##### Supplied material #####
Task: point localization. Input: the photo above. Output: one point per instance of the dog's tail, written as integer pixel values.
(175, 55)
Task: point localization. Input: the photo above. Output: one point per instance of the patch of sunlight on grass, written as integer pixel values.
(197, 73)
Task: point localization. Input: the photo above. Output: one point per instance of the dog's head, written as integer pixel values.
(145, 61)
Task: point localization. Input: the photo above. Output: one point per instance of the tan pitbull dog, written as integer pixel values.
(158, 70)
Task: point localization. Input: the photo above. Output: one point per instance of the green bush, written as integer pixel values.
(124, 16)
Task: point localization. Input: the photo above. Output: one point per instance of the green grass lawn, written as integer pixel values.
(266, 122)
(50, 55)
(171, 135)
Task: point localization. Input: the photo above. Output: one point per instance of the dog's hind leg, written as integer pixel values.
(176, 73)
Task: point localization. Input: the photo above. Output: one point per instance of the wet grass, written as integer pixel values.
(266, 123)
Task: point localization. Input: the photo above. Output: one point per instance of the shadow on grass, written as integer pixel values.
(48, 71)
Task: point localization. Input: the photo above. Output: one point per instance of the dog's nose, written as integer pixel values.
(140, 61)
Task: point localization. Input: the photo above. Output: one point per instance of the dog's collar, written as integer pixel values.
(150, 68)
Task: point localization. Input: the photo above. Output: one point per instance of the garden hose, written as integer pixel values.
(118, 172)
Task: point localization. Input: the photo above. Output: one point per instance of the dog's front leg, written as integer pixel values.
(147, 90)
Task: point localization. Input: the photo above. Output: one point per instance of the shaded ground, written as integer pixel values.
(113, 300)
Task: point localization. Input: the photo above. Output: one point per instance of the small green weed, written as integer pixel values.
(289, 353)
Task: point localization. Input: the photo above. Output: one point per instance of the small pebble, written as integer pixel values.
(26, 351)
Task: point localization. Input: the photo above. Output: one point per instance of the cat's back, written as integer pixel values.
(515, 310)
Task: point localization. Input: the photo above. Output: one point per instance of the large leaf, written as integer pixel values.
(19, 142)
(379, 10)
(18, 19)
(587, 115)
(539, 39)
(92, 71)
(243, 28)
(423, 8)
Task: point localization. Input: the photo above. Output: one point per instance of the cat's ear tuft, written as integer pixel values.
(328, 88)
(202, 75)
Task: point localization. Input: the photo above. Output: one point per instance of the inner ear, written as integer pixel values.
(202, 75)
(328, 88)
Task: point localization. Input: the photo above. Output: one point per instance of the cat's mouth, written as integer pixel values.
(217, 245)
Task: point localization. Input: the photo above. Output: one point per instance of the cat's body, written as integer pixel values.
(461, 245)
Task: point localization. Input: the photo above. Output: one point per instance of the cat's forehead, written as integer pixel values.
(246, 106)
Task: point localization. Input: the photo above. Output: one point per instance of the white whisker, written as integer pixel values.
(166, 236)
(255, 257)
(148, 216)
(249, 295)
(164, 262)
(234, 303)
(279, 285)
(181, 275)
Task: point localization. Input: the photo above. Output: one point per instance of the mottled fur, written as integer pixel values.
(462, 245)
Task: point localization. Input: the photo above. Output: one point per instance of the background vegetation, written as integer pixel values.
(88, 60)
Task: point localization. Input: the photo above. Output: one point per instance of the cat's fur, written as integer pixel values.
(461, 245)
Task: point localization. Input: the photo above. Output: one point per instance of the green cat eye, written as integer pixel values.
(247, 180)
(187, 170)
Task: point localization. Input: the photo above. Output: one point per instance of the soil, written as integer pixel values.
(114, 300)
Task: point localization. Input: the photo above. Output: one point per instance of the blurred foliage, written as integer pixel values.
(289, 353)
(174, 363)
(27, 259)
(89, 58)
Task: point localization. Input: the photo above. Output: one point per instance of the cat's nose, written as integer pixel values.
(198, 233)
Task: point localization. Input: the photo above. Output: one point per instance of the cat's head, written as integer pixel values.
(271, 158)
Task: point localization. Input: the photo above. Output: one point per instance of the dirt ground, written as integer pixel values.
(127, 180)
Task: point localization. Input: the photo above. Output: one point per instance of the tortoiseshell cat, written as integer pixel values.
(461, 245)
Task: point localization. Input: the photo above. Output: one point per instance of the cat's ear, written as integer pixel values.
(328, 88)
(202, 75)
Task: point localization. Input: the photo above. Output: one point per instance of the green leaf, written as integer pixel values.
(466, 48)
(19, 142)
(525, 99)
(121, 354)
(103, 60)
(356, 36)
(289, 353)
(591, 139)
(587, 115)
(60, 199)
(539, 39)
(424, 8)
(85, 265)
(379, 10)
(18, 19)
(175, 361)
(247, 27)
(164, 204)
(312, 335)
#####
- Written task:
Convert everything from the line containing "dirt ground, written as integer pixel values." down to the last line of the items, both included, into a Markdown table. Give each line a row number in a column headed No. and put the line itself in a column headed Line, leaving out blank lines.

- Task solution:
| No. | Line |
|---|---|
| 1 | Task: point localization. Input: the photo above. Output: one point per instance of the dirt ground, written as integer pixel values. |
| 2 | (127, 180) |
| 3 | Task: point localization. Input: the photo above. Output: one point per instance of the tortoiseshell cat, written as integer pixel values. |
| 4 | (461, 245) |
| 5 | Task: point localization. Input: the photo above. Output: one point per instance of the cat's ear, written as integer pixel values. |
| 6 | (328, 88) |
| 7 | (202, 75) |
| 8 | Task: point localization. Input: the photo above. Output: one point per instance of the green leaf, written as integer pixel values. |
| 9 | (466, 48) |
| 10 | (19, 142) |
| 11 | (525, 99) |
| 12 | (121, 354) |
| 13 | (103, 60) |
| 14 | (356, 36) |
| 15 | (289, 353) |
| 16 | (591, 139) |
| 17 | (587, 115) |
| 18 | (60, 199) |
| 19 | (539, 39) |
| 20 | (424, 8) |
| 21 | (85, 265) |
| 22 | (379, 10) |
| 23 | (18, 19) |
| 24 | (175, 361) |
| 25 | (247, 27) |
| 26 | (164, 204) |
| 27 | (312, 335) |